--- Working data ---

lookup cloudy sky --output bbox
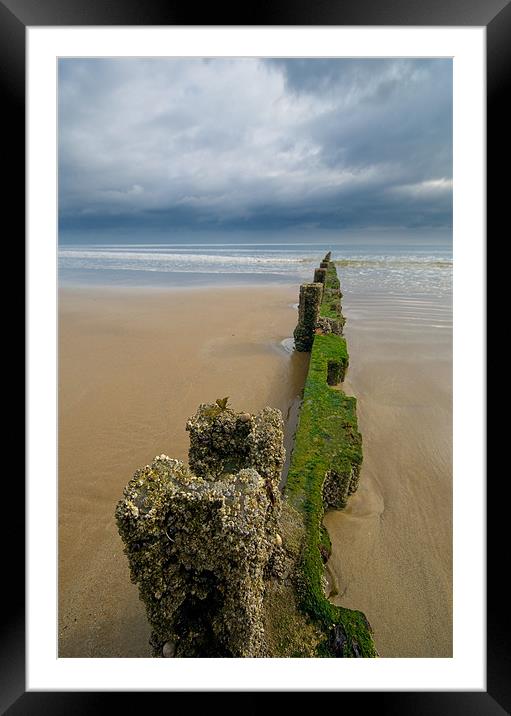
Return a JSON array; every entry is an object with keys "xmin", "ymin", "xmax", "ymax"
[{"xmin": 58, "ymin": 58, "xmax": 452, "ymax": 243}]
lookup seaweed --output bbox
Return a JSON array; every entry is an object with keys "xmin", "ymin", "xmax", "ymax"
[{"xmin": 286, "ymin": 255, "xmax": 377, "ymax": 657}]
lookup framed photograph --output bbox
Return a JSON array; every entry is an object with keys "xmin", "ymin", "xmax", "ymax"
[{"xmin": 5, "ymin": 0, "xmax": 499, "ymax": 710}]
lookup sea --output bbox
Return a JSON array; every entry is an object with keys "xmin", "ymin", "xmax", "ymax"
[{"xmin": 58, "ymin": 237, "xmax": 452, "ymax": 305}]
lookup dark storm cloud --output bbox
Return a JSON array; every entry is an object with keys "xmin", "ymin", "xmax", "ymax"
[{"xmin": 58, "ymin": 58, "xmax": 452, "ymax": 238}]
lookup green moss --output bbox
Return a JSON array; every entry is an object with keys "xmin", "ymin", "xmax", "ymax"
[
  {"xmin": 324, "ymin": 264, "xmax": 340, "ymax": 293},
  {"xmin": 262, "ymin": 502, "xmax": 323, "ymax": 657},
  {"xmin": 307, "ymin": 333, "xmax": 349, "ymax": 384},
  {"xmin": 284, "ymin": 258, "xmax": 377, "ymax": 658},
  {"xmin": 319, "ymin": 303, "xmax": 340, "ymax": 320},
  {"xmin": 319, "ymin": 262, "xmax": 343, "ymax": 319}
]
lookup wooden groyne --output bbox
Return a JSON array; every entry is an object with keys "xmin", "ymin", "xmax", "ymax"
[
  {"xmin": 284, "ymin": 253, "xmax": 376, "ymax": 657},
  {"xmin": 115, "ymin": 253, "xmax": 377, "ymax": 657}
]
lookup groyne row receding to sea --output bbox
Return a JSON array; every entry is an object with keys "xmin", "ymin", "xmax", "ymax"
[{"xmin": 115, "ymin": 253, "xmax": 378, "ymax": 657}]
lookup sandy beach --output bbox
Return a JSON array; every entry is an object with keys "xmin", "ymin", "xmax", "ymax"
[
  {"xmin": 58, "ymin": 282, "xmax": 452, "ymax": 658},
  {"xmin": 58, "ymin": 285, "xmax": 308, "ymax": 657}
]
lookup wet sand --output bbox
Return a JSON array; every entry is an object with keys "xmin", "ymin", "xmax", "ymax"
[
  {"xmin": 58, "ymin": 285, "xmax": 309, "ymax": 657},
  {"xmin": 324, "ymin": 290, "xmax": 452, "ymax": 657}
]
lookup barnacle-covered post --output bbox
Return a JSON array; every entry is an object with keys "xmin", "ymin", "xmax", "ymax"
[
  {"xmin": 322, "ymin": 446, "xmax": 362, "ymax": 510},
  {"xmin": 115, "ymin": 403, "xmax": 285, "ymax": 657},
  {"xmin": 326, "ymin": 358, "xmax": 343, "ymax": 385},
  {"xmin": 293, "ymin": 282, "xmax": 323, "ymax": 351},
  {"xmin": 313, "ymin": 267, "xmax": 327, "ymax": 284}
]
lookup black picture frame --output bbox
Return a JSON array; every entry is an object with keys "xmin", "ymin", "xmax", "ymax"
[{"xmin": 5, "ymin": 0, "xmax": 499, "ymax": 712}]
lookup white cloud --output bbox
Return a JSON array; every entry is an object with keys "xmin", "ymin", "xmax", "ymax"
[{"xmin": 389, "ymin": 178, "xmax": 453, "ymax": 198}]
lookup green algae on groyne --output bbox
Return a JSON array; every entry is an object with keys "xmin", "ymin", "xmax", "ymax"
[
  {"xmin": 285, "ymin": 253, "xmax": 376, "ymax": 657},
  {"xmin": 115, "ymin": 254, "xmax": 377, "ymax": 657}
]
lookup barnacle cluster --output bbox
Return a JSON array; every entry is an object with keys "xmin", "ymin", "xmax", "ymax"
[{"xmin": 116, "ymin": 404, "xmax": 285, "ymax": 657}]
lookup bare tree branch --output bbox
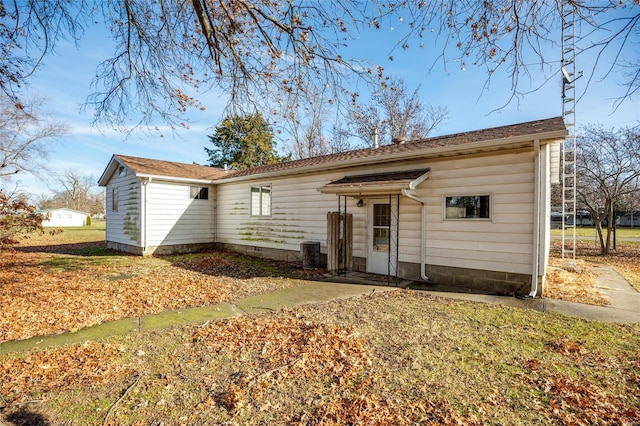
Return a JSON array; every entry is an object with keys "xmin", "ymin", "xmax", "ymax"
[
  {"xmin": 576, "ymin": 124, "xmax": 640, "ymax": 254},
  {"xmin": 0, "ymin": 95, "xmax": 68, "ymax": 180},
  {"xmin": 0, "ymin": 1, "xmax": 637, "ymax": 129}
]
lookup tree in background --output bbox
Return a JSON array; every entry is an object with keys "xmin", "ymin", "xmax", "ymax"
[
  {"xmin": 0, "ymin": 187, "xmax": 48, "ymax": 249},
  {"xmin": 348, "ymin": 78, "xmax": 449, "ymax": 147},
  {"xmin": 576, "ymin": 125, "xmax": 640, "ymax": 254},
  {"xmin": 0, "ymin": 95, "xmax": 67, "ymax": 180},
  {"xmin": 38, "ymin": 170, "xmax": 105, "ymax": 216},
  {"xmin": 205, "ymin": 113, "xmax": 287, "ymax": 170},
  {"xmin": 284, "ymin": 89, "xmax": 355, "ymax": 160},
  {"xmin": 0, "ymin": 2, "xmax": 637, "ymax": 129}
]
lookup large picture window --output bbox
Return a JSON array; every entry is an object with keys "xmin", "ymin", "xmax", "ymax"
[
  {"xmin": 251, "ymin": 185, "xmax": 271, "ymax": 216},
  {"xmin": 445, "ymin": 195, "xmax": 490, "ymax": 219}
]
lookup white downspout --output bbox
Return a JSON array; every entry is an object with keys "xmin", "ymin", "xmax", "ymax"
[
  {"xmin": 141, "ymin": 178, "xmax": 151, "ymax": 254},
  {"xmin": 529, "ymin": 139, "xmax": 541, "ymax": 297},
  {"xmin": 401, "ymin": 189, "xmax": 429, "ymax": 281}
]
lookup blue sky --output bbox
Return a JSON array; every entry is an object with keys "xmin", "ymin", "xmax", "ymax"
[{"xmin": 9, "ymin": 10, "xmax": 639, "ymax": 199}]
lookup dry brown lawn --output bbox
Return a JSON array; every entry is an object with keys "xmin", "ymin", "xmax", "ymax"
[
  {"xmin": 1, "ymin": 292, "xmax": 639, "ymax": 425},
  {"xmin": 544, "ymin": 257, "xmax": 609, "ymax": 305},
  {"xmin": 1, "ymin": 225, "xmax": 639, "ymax": 424},
  {"xmin": 1, "ymin": 239, "xmax": 323, "ymax": 343}
]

---

▶ **Aim of the task**:
Repeat the records in full, exactly as they appear, without the pictures.

▶ **Expected output**:
lookup cloudy sky --output bbox
Return a JSON array; every entry is an object with keys "xmin", "ymin", "xmax", "ymax"
[{"xmin": 58, "ymin": 58, "xmax": 452, "ymax": 243}]
lookup seaweed --output bbox
Return a JSON array; every entry is an object with keys "xmin", "ymin", "xmax", "ymax"
[{"xmin": 286, "ymin": 255, "xmax": 377, "ymax": 657}]
lookup framed photograph --output bbox
Return a JSON array; every entry is an object with keys "xmin", "ymin", "xmax", "ymax"
[{"xmin": 5, "ymin": 0, "xmax": 499, "ymax": 710}]
lookup sea --output bbox
Return a JSON array; every entry is an object with keys "xmin", "ymin", "xmax", "ymax"
[{"xmin": 58, "ymin": 237, "xmax": 452, "ymax": 305}]
lookup dark storm cloud --output bbox
Return a JSON array; every entry is an object with keys "xmin", "ymin", "xmax", "ymax"
[{"xmin": 58, "ymin": 58, "xmax": 452, "ymax": 238}]
lookup green moss --output bbox
Return a JSON array; every entry is an object with keys "xmin", "ymin", "xmax", "ymax"
[
  {"xmin": 324, "ymin": 264, "xmax": 340, "ymax": 293},
  {"xmin": 262, "ymin": 502, "xmax": 323, "ymax": 657},
  {"xmin": 307, "ymin": 333, "xmax": 349, "ymax": 384},
  {"xmin": 284, "ymin": 258, "xmax": 377, "ymax": 658},
  {"xmin": 319, "ymin": 303, "xmax": 340, "ymax": 320},
  {"xmin": 319, "ymin": 262, "xmax": 343, "ymax": 319}
]
lookup wooden groyne --output bbox
Return a JSON array; every entry is an object with keys "xmin", "ymin", "xmax", "ymax"
[
  {"xmin": 284, "ymin": 253, "xmax": 376, "ymax": 657},
  {"xmin": 115, "ymin": 253, "xmax": 377, "ymax": 657}
]
lookup groyne row receding to sea --output bbox
Return a JSON array; every entry is an object with keys "xmin", "ymin", "xmax", "ymax"
[{"xmin": 115, "ymin": 253, "xmax": 378, "ymax": 657}]
lookup sandy beach --output bbox
Return a JSON array; every entry is an object with keys "xmin", "ymin", "xmax", "ymax"
[
  {"xmin": 58, "ymin": 282, "xmax": 452, "ymax": 658},
  {"xmin": 58, "ymin": 285, "xmax": 308, "ymax": 657}
]
lookup wet sand --output bbox
Return a JSON array; every entry is an object with keys "xmin", "ymin", "xmax", "ymax"
[
  {"xmin": 58, "ymin": 285, "xmax": 309, "ymax": 657},
  {"xmin": 324, "ymin": 290, "xmax": 452, "ymax": 657}
]
lookup barnacle-covered post --output bbox
Return a JSON array; every entry is an object with keys "xmin", "ymin", "xmax", "ymax"
[
  {"xmin": 322, "ymin": 446, "xmax": 362, "ymax": 510},
  {"xmin": 115, "ymin": 403, "xmax": 285, "ymax": 657},
  {"xmin": 326, "ymin": 358, "xmax": 343, "ymax": 385},
  {"xmin": 293, "ymin": 282, "xmax": 323, "ymax": 351},
  {"xmin": 313, "ymin": 267, "xmax": 327, "ymax": 284}
]
lookup black picture frame --output bbox
Return a JSON array; every entry is an object with keys "xmin", "ymin", "xmax", "ymax"
[{"xmin": 5, "ymin": 0, "xmax": 499, "ymax": 712}]
lookup white cloud --output bbox
Return a JSON array; every entry is an object with keys "xmin", "ymin", "xmax", "ymax"
[{"xmin": 389, "ymin": 178, "xmax": 453, "ymax": 198}]
lookup green algae on groyne --output bbox
Return a JSON array; every entry is an object with keys "xmin", "ymin", "xmax", "ymax"
[
  {"xmin": 285, "ymin": 253, "xmax": 376, "ymax": 657},
  {"xmin": 115, "ymin": 254, "xmax": 377, "ymax": 657}
]
lookup barnacle cluster --output bbox
Return a JSON array; every entry is an object with keys "xmin", "ymin", "xmax", "ymax"
[{"xmin": 116, "ymin": 404, "xmax": 285, "ymax": 657}]
lookup bare tree branch --output bbox
Return a JSON array; every entry is an object with keys "xmin", "ymin", "xmax", "ymax"
[
  {"xmin": 576, "ymin": 124, "xmax": 640, "ymax": 254},
  {"xmin": 0, "ymin": 95, "xmax": 68, "ymax": 180},
  {"xmin": 0, "ymin": 1, "xmax": 637, "ymax": 129}
]
lookup tree in background --output bbox
Return a JSON array; every entry is an object with keys "xmin", "ymin", "xmax", "ymax"
[
  {"xmin": 0, "ymin": 187, "xmax": 48, "ymax": 249},
  {"xmin": 348, "ymin": 78, "xmax": 449, "ymax": 147},
  {"xmin": 576, "ymin": 125, "xmax": 640, "ymax": 254},
  {"xmin": 0, "ymin": 95, "xmax": 67, "ymax": 180},
  {"xmin": 38, "ymin": 170, "xmax": 105, "ymax": 216},
  {"xmin": 205, "ymin": 113, "xmax": 287, "ymax": 170},
  {"xmin": 284, "ymin": 89, "xmax": 355, "ymax": 160},
  {"xmin": 0, "ymin": 2, "xmax": 637, "ymax": 129}
]
lookup large picture window --output bbox
Return a JSON array; every entry is an object with keys "xmin", "ymin", "xmax", "ymax"
[
  {"xmin": 251, "ymin": 185, "xmax": 271, "ymax": 216},
  {"xmin": 445, "ymin": 195, "xmax": 490, "ymax": 219}
]
lookup white downspout --output bbox
Return a JSON array; every entry is an object with keys "xmin", "ymin", "xmax", "ymax"
[
  {"xmin": 141, "ymin": 178, "xmax": 151, "ymax": 254},
  {"xmin": 529, "ymin": 139, "xmax": 541, "ymax": 297},
  {"xmin": 401, "ymin": 189, "xmax": 429, "ymax": 281}
]
lookup blue sky --output bbox
Return a JSON array; every entry is an object with keys "xmin", "ymin", "xmax", "ymax"
[{"xmin": 9, "ymin": 10, "xmax": 639, "ymax": 199}]
lookup dry brown lawn --output bbox
Return a JSON array; every entry is an object with keys "xmin", "ymin", "xmax", "ymax"
[
  {"xmin": 1, "ymin": 292, "xmax": 639, "ymax": 425},
  {"xmin": 544, "ymin": 257, "xmax": 609, "ymax": 305},
  {"xmin": 1, "ymin": 225, "xmax": 639, "ymax": 424},
  {"xmin": 1, "ymin": 239, "xmax": 323, "ymax": 343}
]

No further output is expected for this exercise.